** Begin Data excerpts **

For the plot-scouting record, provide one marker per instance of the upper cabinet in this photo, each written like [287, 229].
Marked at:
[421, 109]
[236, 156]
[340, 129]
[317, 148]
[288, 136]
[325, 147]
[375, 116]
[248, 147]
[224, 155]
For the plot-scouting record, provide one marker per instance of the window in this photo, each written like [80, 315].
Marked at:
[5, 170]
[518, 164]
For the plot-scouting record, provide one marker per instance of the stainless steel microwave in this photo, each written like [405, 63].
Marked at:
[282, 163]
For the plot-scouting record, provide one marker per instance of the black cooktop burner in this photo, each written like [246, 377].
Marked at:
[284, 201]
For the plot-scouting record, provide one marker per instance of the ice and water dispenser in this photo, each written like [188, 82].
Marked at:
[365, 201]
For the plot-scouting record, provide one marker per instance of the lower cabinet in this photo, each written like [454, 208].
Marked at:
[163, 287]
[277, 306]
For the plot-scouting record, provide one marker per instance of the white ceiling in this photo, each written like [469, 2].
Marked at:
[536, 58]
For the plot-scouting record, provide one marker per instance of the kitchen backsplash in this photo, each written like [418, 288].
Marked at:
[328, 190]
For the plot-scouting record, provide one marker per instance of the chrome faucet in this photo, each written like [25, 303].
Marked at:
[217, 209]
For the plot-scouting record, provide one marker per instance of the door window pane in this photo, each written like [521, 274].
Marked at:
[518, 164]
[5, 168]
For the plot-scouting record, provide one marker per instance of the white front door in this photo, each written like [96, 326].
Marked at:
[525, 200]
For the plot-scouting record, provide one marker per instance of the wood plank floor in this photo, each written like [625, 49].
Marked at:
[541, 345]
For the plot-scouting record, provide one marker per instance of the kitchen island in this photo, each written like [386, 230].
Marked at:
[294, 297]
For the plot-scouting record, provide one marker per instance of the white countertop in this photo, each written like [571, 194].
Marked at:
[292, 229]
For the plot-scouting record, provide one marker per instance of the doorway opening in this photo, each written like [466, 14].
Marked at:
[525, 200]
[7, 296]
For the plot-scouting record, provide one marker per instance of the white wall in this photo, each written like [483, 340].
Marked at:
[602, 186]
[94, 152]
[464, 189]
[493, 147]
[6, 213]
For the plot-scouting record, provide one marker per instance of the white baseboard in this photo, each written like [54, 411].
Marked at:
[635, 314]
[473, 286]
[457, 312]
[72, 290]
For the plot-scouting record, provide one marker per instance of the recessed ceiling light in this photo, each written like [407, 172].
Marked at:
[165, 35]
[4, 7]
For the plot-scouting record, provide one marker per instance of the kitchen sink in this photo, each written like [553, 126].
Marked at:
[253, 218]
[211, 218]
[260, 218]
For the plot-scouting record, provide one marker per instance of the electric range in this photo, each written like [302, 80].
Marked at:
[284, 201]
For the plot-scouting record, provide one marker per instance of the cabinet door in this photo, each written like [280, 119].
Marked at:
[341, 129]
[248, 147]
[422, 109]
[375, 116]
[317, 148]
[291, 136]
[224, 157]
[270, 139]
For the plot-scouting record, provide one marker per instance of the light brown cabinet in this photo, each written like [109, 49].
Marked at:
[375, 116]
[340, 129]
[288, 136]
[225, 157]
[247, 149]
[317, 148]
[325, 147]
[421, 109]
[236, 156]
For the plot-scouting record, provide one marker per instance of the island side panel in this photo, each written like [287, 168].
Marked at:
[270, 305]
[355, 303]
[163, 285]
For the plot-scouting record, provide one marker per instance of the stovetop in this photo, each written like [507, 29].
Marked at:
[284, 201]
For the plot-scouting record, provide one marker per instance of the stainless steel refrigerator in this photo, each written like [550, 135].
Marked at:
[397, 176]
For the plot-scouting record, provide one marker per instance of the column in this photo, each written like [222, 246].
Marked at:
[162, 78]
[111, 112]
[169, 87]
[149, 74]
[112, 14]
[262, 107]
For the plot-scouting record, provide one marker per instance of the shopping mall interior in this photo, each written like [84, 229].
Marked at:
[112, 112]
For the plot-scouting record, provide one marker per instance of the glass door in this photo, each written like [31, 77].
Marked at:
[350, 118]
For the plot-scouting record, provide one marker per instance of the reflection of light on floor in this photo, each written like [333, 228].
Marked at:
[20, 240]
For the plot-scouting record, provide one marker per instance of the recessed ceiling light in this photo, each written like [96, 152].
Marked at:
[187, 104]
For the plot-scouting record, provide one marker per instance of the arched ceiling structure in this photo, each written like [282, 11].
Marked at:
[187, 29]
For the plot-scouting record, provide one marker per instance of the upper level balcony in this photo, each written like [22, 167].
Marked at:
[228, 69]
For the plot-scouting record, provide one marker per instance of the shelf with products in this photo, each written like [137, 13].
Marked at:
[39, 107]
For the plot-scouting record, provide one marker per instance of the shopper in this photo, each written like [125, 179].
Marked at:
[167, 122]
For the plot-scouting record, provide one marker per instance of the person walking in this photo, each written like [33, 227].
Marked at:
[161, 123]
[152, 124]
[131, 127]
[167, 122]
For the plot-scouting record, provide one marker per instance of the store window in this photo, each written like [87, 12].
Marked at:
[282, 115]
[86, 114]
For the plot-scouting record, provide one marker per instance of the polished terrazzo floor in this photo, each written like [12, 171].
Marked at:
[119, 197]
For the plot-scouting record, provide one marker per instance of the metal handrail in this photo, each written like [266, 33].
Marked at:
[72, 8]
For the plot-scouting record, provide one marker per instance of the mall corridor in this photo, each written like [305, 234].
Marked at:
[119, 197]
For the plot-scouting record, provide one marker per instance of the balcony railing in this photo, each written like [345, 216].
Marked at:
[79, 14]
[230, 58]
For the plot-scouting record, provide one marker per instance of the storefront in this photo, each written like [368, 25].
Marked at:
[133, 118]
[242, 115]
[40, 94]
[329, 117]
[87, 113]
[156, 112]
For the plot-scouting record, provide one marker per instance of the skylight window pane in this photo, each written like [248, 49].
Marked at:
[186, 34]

** End Data excerpts **

■ **Problem to work on**
Turn every line of the data above into a numbered list, leaving out any blank lines.

■ **Completed exercise**
1. For the plot-scouting record, provide one marker per instance of the upper cabinet in this photo, each written like [287, 229].
2. Marked at:
3. [421, 109]
4. [236, 156]
5. [340, 129]
6. [317, 148]
7. [288, 136]
8. [325, 147]
9. [375, 116]
10. [248, 147]
11. [224, 155]
12. For the plot-scouting record, provide one marker per instance of the window in this photo, each written like [80, 315].
13. Marked at:
14. [5, 170]
15. [518, 164]
16. For the plot-scouting record, provide one marker per instance of the stainless steel microwave in this photo, each written like [405, 63].
17. Marked at:
18. [282, 163]
19. For the plot-scouting record, provide one marker per instance of the black cooktop burner in this photo, each written like [246, 377].
20. Marked at:
21. [284, 201]
22. For the plot-scouting record, provide one marker per instance of the ice and water dispenser in this photo, each written like [188, 82].
23. Marked at:
24. [365, 201]
25. For the plot-scouting record, provide one marker per instance of the lower cabinet in this photo, each written like [454, 208].
26. Marked at:
27. [163, 287]
28. [277, 306]
29. For the plot-scouting record, provide one marker per instance of the white ceiling in this photo, each written like [469, 2].
30. Marked at:
31. [536, 58]
32. For the plot-scouting record, provide one marker per instance of the kitchen backsplash in this photo, each written like [418, 288].
33. Marked at:
34. [328, 190]
35. For the plot-scouting record, provide one marker per instance of the chrome faucet in this photo, each written like [25, 303].
36. Marked at:
37. [217, 209]
38. For the plot-scouting record, provide one marker per instance of the door window pane in this photo, each written like [521, 274].
39. Marked at:
40. [518, 164]
41. [5, 168]
42. For the plot-scouting record, provide one marker per instance of the white front door in this photo, each written like [96, 326].
43. Marked at:
44. [525, 200]
45. For the plot-scouting record, provide one marker per instance of the wood plank floor in this photo, each written like [625, 49].
46. Marked at:
47. [541, 345]
48. For the plot-scouting record, provide one marker per instance of the kitchen island in this photo, each written like [386, 230].
49. Marked at:
50. [294, 297]
51. For the plot-scouting record, provide one marker per instance of the white countertop in this photo, each written like [571, 194].
52. Marked at:
53. [292, 229]
54. For the plot-scouting record, provide one marker per instance of the doorway opening in this photo, each written like [466, 14].
55. Marked at:
56. [525, 200]
57. [7, 296]
58. For the plot-scouting record, provide one marker per instance of the white wall in this photo, each written like [483, 340].
59. Marked at:
60. [602, 186]
61. [94, 152]
62. [464, 189]
63. [493, 147]
64. [6, 213]
65. For the plot-scouting record, provide one marker per instance of the white baseboard in this photo, each written like [54, 411].
66. Marked at:
67. [635, 314]
68. [473, 286]
69. [457, 312]
70. [72, 290]
71. For the plot-scouting record, provide one marker per instance of the recessed ceiling light in this photo, each written like [407, 172].
72. Marked at:
73. [165, 35]
74. [4, 7]
75. For the plot-scouting record, provide one marker per instance of the kitchen sink in this photo, each written like [553, 126].
76. Marked at:
77. [253, 218]
78. [211, 218]
79. [260, 218]
80. For the plot-scouting record, provide one marker per instance of the electric range in this photo, each written like [302, 80].
81. Marked at:
82. [284, 201]
83. For the plot-scouting record, provide one marker per instance of the cabinet door in this photo, each written like [280, 119].
84. Marked at:
85. [341, 129]
86. [248, 147]
87. [422, 109]
88. [375, 116]
89. [317, 148]
90. [291, 136]
91. [224, 157]
92. [270, 139]
93. For the plot-scouting record, provide one marker per instance of the light brown cabinet in this photo, each written like [109, 49].
94. Marked at:
95. [375, 116]
96. [340, 129]
97. [288, 136]
98. [225, 157]
99. [247, 149]
100. [317, 148]
101. [325, 147]
102. [421, 109]
103. [236, 156]
104. For the plot-scouting record, provide one marker per instance of the island side panel in this photo, each written like [287, 168].
105. Marked at:
106. [270, 305]
107. [355, 303]
108. [163, 285]
109. For the plot-scouting record, provide one marker per instance of the stovetop in this photo, each written like [507, 29].
110. Marked at:
111. [284, 201]
112. For the plot-scouting record, provide one marker per instance of the stainless steel refrigerator in this photo, each written like [550, 135].
113. Marked at:
114. [397, 176]
115. For the plot-scouting record, provide one marker per instance of the column in this photo, each written like [222, 246].
116. Marked at:
117. [162, 78]
118. [111, 112]
119. [169, 87]
120. [149, 74]
121. [112, 14]
122. [262, 107]
123. For the plot-scouting record, provide one marker per instance of the shopping mall interior in this photo, each written like [84, 229].
124. Marked at:
125. [112, 112]
126. For the plot-scouting record, provide one marker per instance of the glass door in this photo, each written like [31, 77].
127. Marked at:
128. [350, 118]
129. For the plot-scouting record, provide one marker per instance of the reflection of light on floor in this photo, each written like [333, 228].
130. Marked at:
131. [20, 240]
132. For the plot-scouting record, provide one marker per instance of the recessed ceiling light in this photo, each written like [96, 152].
133. Marked at:
134. [187, 104]
135. For the plot-scouting record, provide one marker per instance of the arched ceiling structure in this photo, each written like [282, 11].
136. Marked at:
137. [187, 29]
138. For the plot-scouting record, provide one marker per instance of the upper level balcony in this photo, each written like [22, 167].
139. Marked at:
140. [228, 69]
141. For the plot-scouting record, provide one marker per instance of the shelf with products in this photo, each written like [137, 13].
142. Marked at:
143. [39, 107]
144. For the plot-scouting record, provide one marker per instance of the shopper in this photo, each written like [125, 179].
145. Marked at:
146. [167, 122]
147. For the plot-scouting record, provide one marker per instance of the person walking in this photo, each written like [33, 227].
148. Marked at:
149. [161, 123]
150. [152, 124]
151. [131, 127]
152. [167, 122]
153. For the plot-scouting record, provide one marker per instance of the store window in this photo, each written like [87, 12].
154. Marked at:
155. [282, 115]
156. [86, 114]
157. For the plot-scouting record, provide one marker per instance of the polished terrazzo floor in this photo, each written like [12, 171].
158. Marked at:
159. [119, 197]
160. For the plot-scouting record, provide one marker per instance of the metal handrail in this photo, each written like [266, 33].
161. Marked at:
162. [72, 8]
163. For the plot-scouting record, provide one marker per instance of the mall corridor in this photo, each written like [305, 234].
164. Marked at:
165. [119, 197]
166. For the plot-scouting record, provide one marker per instance of the balcony railing in this photo, each written like [345, 216].
167. Marked at:
168. [79, 14]
169. [230, 58]
170. For the plot-scouting record, provide one marker per instance of the storefront in this photo, each written like [368, 25].
171. Marked at:
172. [133, 118]
173. [242, 115]
174. [40, 94]
175. [329, 117]
176. [87, 113]
177. [156, 112]
178. For the plot-scouting record, provide one marker per instance of the skylight window pane in this photo, each written like [248, 49].
179. Marked at:
180. [186, 34]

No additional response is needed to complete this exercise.